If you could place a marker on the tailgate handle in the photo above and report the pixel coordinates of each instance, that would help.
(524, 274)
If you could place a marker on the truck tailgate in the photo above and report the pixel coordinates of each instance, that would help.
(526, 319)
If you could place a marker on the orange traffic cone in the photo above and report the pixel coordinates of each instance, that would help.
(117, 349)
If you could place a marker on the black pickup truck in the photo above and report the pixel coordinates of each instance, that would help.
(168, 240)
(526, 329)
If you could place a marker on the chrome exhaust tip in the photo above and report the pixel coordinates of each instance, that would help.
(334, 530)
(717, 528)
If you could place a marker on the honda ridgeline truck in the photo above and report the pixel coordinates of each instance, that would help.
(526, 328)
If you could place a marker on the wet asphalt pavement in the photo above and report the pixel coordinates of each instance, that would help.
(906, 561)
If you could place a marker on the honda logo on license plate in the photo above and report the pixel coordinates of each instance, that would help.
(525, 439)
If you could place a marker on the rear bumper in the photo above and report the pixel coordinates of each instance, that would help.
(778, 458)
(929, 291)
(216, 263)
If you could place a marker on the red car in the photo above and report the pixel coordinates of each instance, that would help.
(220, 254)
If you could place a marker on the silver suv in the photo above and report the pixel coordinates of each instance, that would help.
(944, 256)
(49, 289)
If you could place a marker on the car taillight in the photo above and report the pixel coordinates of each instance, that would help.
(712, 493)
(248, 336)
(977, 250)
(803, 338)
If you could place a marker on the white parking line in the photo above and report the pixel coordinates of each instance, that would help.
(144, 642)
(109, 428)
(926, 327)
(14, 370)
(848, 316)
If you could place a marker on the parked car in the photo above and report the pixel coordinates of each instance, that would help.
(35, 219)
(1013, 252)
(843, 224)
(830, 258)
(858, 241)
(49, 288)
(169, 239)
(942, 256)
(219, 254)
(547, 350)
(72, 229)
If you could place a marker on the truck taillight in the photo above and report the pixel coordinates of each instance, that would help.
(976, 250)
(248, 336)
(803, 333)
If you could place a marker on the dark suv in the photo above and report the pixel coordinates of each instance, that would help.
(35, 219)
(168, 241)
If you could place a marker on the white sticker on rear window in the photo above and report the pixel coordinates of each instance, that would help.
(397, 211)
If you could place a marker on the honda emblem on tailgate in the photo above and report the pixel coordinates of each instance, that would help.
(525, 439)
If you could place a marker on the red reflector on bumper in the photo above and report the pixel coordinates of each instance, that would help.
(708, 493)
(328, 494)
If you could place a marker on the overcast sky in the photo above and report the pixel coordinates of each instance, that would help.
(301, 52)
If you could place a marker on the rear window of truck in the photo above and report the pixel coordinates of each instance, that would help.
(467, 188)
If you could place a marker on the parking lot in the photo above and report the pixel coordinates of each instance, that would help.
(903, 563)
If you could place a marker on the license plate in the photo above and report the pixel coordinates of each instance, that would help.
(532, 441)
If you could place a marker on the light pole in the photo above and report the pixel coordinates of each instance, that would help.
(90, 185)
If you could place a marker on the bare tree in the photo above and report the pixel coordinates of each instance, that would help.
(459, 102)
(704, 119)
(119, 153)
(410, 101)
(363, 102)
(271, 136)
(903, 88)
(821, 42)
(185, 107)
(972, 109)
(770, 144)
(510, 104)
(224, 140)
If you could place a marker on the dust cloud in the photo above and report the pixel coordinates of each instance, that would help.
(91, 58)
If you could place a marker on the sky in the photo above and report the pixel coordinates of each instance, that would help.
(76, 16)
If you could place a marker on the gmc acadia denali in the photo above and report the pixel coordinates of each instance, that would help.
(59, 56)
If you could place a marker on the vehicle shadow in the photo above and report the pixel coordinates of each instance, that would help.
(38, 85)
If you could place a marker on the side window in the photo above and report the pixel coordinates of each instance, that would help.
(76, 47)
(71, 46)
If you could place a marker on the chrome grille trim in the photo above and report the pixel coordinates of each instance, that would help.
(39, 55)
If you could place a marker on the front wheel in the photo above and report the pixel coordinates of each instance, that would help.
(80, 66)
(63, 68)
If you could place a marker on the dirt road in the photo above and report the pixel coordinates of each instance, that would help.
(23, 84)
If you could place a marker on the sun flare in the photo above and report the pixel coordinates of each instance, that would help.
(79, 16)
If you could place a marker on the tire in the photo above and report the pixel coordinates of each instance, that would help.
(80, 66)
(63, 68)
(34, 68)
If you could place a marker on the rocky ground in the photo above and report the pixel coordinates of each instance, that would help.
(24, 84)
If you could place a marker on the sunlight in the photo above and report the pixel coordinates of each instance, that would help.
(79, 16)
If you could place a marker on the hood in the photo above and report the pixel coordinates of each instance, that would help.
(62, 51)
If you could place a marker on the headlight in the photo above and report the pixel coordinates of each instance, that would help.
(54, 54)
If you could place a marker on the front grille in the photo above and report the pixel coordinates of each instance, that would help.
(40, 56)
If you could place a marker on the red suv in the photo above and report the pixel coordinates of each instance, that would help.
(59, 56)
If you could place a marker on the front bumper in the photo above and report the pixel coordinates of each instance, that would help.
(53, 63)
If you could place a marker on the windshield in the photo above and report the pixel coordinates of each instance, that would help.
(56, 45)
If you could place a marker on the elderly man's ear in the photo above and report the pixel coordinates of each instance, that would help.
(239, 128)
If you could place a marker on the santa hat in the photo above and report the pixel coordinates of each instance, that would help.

*-*-*

YOUR INSTRUCTIONS:
The answer must be an exact transcription of every record above.

TASK ANSWER:
If you could place a marker on the tailgate handle in the photo above and report the pixel coordinates of each instance, that would help.
(524, 274)
If you could place a marker on the truck tailgate in the photo above and report the pixel coordinates of each instance, that would help.
(526, 319)
If you could place a marker on the orange traffic cone in the photo above and report the pixel coordinates of each instance, that would help.
(117, 349)
If you could place a marker on the black pickup truck in the photo above and report the pixel coordinates of each instance, that would help.
(168, 240)
(526, 329)
If you could place a marker on the chrome exhaust tip in the photo above and report the pixel coordinates of each instance, that would help.
(334, 530)
(717, 528)
If you could place a marker on the honda ridgeline truck in the photo above and report the pixel coordinates of each instance, that would help.
(526, 328)
If you could place a marker on the wet asphalt pavement in the photo above and report the pixel coordinates of each instance, that would help.
(906, 561)
If you could place a marker on the honda logo on license plate in the photo above and report the pixel coordinates of each instance, that would help.
(525, 439)
If you could place a marker on the rear bumper in the photo above and report the pixel coordinates of each instance, that would help.
(778, 458)
(929, 291)
(216, 263)
If you could place a marker on the red car in the photo above and report the pixel coordinates of each instance, that would help.
(220, 254)
If you could place a marker on the silver suv in the photo above and report the pixel coordinates of each instance, that would help.
(944, 256)
(49, 289)
If you could place a marker on the car taillight in the photo above and report the pixel coordinates of each instance, that would help.
(712, 493)
(248, 336)
(977, 250)
(803, 338)
If you could place a marker on the white parking line in the photo above and report the pixel coordinates of each instance, that would help.
(144, 642)
(109, 428)
(926, 327)
(14, 370)
(848, 316)
If you could place a marker on the parked car in the photo above and report the pixel coordinates of each instance, that would help.
(35, 219)
(1013, 252)
(843, 224)
(830, 258)
(858, 241)
(49, 288)
(169, 239)
(942, 256)
(219, 254)
(547, 350)
(72, 229)
If you could place a marker on the truck taillight in the photo above and report the pixel coordinates of each instance, that would help.
(976, 250)
(248, 336)
(803, 333)
If you could place a marker on the dark suv in the photo above and report the pixel coordinates of each instance, that would help.
(35, 219)
(168, 241)
If you could place a marker on the white sticker on rear window in the photo above and report the pixel coordinates of each instance, that would help.
(397, 211)
If you could place a marker on the honda emblem on tailgate in the photo above and report the pixel coordinates of each instance, that would help.
(525, 439)
If you could place a marker on the red reflector on bumper in the photo above and report the pixel coordinates of each instance, that would help.
(708, 493)
(328, 494)
If you could place a marker on the overcast sky in the photo above and report the pixel coordinates of each instance, that would help.
(301, 52)
If you could place a marker on the rear window of truck in the photo above and report the pixel coordinates of each instance, that would help.
(467, 188)
If you could place a marker on the parking lot in the photo above and report the pixel coordinates of each instance, that would help.
(903, 563)
If you could place a marker on the license plate in the photo above and report the pixel coordinates of each instance, that would help.
(532, 441)
If you could place a marker on the light pole in the photo above and report the pixel coordinates of each instance, that would help.
(90, 185)
If you could place a marker on the bare tree in the photo above and report the pixel coordinates of each instance, that would help.
(459, 102)
(704, 119)
(119, 153)
(410, 101)
(363, 102)
(271, 136)
(903, 88)
(821, 42)
(185, 107)
(972, 109)
(770, 144)
(510, 104)
(224, 140)
If you could place a marker on the dust cloud in the photo above and report the pixel coordinates of each instance, that would help.
(91, 58)
If you could place a marker on the sky in the photo above and report the pixel coordinates of each instance, that would help.
(76, 16)
If you could place a marker on the gmc acadia denali in the photo above and report the pixel coordinates of each instance, that would help.
(59, 56)
If you could place a marker on the vehicle shadow in the photo above and report the pixel coordinates of each instance, that would help.
(38, 85)
If you could place a marker on the side window in the photo above and report the pixel coordinates of each instance, that would help.
(76, 47)
(71, 46)
If you could place a marker on the chrome grille trim in the photo above and report the pixel coordinates of each instance, that would help.
(39, 55)
If you could place a marker on the front wheel in the photo above and report the pixel coordinates of each instance, that would help.
(80, 66)
(63, 68)
If you could place a marker on the dirt road in the photo above and report the pixel coordinates of each instance, that would help.
(23, 84)
If you could place a marker on the sun flare in the photo above and report the pixel coordinates of each instance, that would help.
(79, 16)
If you could place a marker on the tire in the photo above and report the pixel coordinates of each instance, that would help.
(80, 66)
(63, 68)
(34, 68)
If you could place a marker on the rocky ground in the photo above and report the pixel coordinates of each instance, that would help.
(24, 84)
If you could place a marker on the sunlight in the photo above and report the pixel coordinates of each instance, that would help.
(79, 16)
If you could place a marker on the hood in the photo above and report the pixel coordinates of each instance, that would help.
(62, 51)
If you could place a marker on the headlight in the photo above and report the pixel coordinates of each instance, that would help.
(54, 54)
If you could place a marker on the front grille in the photo above and report the pixel coordinates of each instance, that would help.
(40, 56)
If you could place a marker on the red suv in the photo above and report the pixel coordinates of each instance, that would help.
(59, 56)
If you could place a marker on the front bumper in the photo above and report the pixel coordinates of each instance, that would help.
(53, 63)
If you could place a marker on the windshield in the photo above and report the pixel coordinates of each instance, that would help.
(56, 45)
If you could place a marker on the elderly man's ear in the photo above and report the pixel coordinates of each instance, that would help.
(239, 128)
If you could place a marker on the santa hat in the photo above and report the pixel coordinates of each instance, that would help.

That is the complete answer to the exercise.